===== PASSAGE PROVIDED

The Cancer Genome Atlas (TCGA) is a project to catalogue the genomic alterations responsible for cancer using genome sequencing and bioinformatics.[1][2] The overarching goal was to apply high-throughput genome analysis techniques to improve the ability to diagnose, treat, and prevent cancer through a better understanding of the genetic basis of the disease.
TCGA was supervised by the National Cancer Institute's Center for Cancer Genomics and the National Human Genome Research Institute funded by the US government. A three-year pilot project, begun in 2006, focused on characterization of three types of human cancers: glioblastoma multiforme, lung squamous carcinoma, and ovarian serous adenocarcinoma.[3] In 2009, it expanded into phase II, which planned to complete the genomic characterization and sequence analysis of 20–25 different tumor types by 2014. Ultimately, TCGA surpassed that goal, characterizing 33 cancer types including 10 rare cancers.[4][5]
The project initially set out to collect and characterize 500 patient samples, more than most genomics studies of its time, and used a variety of different molecular techniques. Techniques included gene expression profiling, copy number variation profiling, SNP genotyping, genome wide DNA methylation profiling, microRNA profiling, and exon sequencing. With restraints of nascent technology and costs at the start of the project, many array-based technologies and limited targeted gene sequencing were performed. During II, TCGA was able to begin performing whole exome and whole transcriptome sequencing on all cases and whole genome sequencing on 10% of the cases used in the project.

==========
===== DATA FOR ANALYSIS

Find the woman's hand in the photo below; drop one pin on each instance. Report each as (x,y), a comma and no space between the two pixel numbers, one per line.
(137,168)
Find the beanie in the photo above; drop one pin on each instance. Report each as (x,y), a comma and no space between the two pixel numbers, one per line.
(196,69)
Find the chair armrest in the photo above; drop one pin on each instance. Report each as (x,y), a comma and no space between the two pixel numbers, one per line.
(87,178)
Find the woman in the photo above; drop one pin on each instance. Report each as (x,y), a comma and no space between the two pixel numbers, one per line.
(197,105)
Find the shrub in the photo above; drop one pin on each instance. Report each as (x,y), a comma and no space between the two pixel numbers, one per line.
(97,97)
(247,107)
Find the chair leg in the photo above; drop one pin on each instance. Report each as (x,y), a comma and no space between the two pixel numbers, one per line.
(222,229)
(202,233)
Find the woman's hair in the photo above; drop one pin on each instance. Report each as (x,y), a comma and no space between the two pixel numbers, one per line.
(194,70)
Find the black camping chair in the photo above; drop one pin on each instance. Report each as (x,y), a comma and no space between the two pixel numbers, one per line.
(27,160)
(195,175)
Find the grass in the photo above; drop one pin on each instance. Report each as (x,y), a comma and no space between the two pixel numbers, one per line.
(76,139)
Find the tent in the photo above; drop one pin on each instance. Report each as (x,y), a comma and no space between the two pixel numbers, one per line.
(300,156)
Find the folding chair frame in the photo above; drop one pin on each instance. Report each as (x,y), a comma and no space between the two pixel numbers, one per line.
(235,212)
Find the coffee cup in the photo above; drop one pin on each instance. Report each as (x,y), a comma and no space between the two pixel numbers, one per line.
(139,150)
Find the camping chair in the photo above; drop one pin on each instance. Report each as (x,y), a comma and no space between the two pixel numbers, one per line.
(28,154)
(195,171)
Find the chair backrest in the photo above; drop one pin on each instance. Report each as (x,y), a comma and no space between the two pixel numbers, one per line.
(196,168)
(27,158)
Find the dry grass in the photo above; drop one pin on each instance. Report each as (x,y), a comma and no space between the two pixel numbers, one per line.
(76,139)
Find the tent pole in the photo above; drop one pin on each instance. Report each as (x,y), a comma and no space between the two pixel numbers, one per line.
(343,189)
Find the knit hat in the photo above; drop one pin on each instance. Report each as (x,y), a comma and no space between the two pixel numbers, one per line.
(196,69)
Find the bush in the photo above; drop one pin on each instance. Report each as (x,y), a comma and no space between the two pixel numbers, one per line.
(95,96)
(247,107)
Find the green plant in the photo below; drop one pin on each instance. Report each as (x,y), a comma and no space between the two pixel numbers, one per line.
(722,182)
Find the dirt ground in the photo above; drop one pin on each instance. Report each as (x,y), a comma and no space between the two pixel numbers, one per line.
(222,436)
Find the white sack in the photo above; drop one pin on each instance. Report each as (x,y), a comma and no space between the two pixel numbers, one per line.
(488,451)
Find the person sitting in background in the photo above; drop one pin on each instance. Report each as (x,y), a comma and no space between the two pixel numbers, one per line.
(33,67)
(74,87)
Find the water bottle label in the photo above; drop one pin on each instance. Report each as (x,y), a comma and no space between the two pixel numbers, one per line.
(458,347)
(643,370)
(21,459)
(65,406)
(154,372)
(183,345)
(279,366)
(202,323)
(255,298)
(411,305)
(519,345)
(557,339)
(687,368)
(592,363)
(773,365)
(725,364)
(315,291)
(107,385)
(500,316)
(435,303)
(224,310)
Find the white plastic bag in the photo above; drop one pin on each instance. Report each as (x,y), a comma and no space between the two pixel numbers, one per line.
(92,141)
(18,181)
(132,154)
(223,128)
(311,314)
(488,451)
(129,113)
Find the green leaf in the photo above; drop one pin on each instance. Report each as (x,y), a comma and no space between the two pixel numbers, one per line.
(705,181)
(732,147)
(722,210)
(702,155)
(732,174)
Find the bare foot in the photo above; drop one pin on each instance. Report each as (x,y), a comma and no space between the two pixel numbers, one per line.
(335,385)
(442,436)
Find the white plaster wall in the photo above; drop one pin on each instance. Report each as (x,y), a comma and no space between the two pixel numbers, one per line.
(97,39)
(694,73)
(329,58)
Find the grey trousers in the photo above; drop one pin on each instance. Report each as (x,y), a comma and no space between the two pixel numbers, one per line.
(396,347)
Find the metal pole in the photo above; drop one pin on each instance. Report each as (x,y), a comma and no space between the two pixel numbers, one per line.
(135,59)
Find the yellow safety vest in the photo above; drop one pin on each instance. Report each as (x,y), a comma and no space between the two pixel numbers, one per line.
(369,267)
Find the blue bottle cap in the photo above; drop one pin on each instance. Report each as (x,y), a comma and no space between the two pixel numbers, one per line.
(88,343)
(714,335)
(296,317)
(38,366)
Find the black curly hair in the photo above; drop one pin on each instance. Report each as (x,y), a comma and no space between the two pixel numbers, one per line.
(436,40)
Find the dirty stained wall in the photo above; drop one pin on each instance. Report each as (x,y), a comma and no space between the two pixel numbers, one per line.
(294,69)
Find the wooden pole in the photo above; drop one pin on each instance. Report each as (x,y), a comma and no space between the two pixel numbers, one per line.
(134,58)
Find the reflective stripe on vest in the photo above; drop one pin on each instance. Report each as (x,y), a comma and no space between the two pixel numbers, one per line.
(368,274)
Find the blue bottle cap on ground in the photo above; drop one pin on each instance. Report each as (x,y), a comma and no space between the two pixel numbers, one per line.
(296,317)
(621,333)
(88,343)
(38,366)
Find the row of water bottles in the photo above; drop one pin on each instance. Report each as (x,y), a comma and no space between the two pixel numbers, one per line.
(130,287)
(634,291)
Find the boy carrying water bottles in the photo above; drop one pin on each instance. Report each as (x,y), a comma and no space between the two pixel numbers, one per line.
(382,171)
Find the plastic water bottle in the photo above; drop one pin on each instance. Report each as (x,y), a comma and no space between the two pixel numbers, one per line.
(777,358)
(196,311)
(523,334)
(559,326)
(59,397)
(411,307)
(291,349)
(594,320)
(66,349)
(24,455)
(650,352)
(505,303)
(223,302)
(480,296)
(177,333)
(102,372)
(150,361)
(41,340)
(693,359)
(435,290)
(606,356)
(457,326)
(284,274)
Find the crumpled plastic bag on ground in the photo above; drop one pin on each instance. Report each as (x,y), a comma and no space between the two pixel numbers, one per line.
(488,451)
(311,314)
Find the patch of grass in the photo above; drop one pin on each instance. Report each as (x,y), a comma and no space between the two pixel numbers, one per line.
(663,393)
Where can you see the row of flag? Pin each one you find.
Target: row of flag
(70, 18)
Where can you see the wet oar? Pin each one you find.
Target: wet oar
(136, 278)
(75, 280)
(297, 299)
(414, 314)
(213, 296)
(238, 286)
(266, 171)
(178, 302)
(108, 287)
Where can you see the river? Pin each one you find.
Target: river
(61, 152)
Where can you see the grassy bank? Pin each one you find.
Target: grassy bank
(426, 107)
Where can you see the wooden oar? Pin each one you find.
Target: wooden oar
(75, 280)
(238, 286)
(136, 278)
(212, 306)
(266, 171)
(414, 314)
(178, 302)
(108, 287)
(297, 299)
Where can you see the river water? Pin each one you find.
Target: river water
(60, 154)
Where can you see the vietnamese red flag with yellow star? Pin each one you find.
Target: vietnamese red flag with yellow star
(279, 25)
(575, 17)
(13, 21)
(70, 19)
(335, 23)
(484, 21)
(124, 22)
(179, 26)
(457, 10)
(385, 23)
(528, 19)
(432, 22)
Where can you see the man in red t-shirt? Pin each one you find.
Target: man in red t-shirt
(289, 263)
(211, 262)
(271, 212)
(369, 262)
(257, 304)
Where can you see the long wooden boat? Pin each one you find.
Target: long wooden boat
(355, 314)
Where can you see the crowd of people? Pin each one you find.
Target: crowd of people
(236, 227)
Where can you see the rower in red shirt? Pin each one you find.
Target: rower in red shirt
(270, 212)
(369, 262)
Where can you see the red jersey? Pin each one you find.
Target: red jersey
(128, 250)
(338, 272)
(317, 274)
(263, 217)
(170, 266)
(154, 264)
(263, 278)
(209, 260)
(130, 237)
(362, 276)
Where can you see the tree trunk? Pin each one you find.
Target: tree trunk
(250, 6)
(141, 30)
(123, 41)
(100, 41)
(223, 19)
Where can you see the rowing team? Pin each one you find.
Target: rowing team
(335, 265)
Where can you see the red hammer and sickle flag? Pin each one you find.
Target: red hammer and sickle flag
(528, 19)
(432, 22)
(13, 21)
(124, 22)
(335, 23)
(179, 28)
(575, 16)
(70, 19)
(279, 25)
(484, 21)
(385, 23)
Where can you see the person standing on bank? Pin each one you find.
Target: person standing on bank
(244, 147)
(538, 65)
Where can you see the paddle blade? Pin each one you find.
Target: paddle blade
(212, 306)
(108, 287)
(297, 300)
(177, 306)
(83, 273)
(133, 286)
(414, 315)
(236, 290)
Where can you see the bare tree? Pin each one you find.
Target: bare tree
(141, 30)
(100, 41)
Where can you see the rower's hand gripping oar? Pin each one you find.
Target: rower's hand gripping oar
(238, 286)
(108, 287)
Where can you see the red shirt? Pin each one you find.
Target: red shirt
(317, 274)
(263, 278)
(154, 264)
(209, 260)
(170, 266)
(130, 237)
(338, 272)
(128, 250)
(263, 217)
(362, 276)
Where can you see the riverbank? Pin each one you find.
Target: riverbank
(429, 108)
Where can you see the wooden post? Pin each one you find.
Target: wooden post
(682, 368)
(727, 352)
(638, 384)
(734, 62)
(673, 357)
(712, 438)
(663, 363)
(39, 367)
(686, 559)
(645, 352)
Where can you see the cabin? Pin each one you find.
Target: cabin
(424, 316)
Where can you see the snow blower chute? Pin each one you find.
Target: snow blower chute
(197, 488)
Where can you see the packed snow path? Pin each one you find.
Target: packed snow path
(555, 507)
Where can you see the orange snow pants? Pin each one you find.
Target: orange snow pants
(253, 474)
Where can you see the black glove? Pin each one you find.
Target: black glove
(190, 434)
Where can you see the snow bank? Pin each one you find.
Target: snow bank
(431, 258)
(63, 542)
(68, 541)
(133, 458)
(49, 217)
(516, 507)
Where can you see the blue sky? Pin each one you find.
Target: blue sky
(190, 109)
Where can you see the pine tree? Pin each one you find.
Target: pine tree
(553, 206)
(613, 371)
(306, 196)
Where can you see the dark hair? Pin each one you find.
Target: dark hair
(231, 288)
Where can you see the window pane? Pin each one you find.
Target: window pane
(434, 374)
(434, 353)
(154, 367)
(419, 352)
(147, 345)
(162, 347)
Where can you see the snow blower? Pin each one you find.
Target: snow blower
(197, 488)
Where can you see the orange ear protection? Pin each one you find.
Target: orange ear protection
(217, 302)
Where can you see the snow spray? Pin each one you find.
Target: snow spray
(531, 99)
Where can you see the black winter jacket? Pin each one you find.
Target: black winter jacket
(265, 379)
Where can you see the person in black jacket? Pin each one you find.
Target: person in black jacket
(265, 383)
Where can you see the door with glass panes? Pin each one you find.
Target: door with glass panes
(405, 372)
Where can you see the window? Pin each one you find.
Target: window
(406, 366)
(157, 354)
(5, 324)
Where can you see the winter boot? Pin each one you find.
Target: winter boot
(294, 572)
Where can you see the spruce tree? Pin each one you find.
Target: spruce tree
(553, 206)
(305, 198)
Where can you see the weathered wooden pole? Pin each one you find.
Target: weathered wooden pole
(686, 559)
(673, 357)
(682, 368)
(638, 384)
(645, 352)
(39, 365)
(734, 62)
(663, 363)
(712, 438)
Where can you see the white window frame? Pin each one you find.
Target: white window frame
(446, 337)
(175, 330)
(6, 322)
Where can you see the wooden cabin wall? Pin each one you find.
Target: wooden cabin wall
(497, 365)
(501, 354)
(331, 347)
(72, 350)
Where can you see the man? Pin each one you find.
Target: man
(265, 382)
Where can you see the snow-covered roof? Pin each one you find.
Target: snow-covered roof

==========

- [TASKS TO COMPLETE]:
1) List the molecular techniques that the passage on The Cancer Genome Atlas names as being used in the project.
2) Answer from the passage on The Cancer Genome Atlas:
(a) In what year did the pilot project begin?
(b) How many cancer types did TCGA ultimately characterize?
(c) On what share of the cases was whole genome sequencing performed during phase II?

- [ANSWERS BY ITEM]:
1)
Gene expression profiling
Copy number variation profiling
SNP genotyping
Genome wide DNA methylation profiling
MicroRNA profiling
Exon sequencing

2)
(a) 2006
(b) 33, including 10 rare cancers
(c) 10%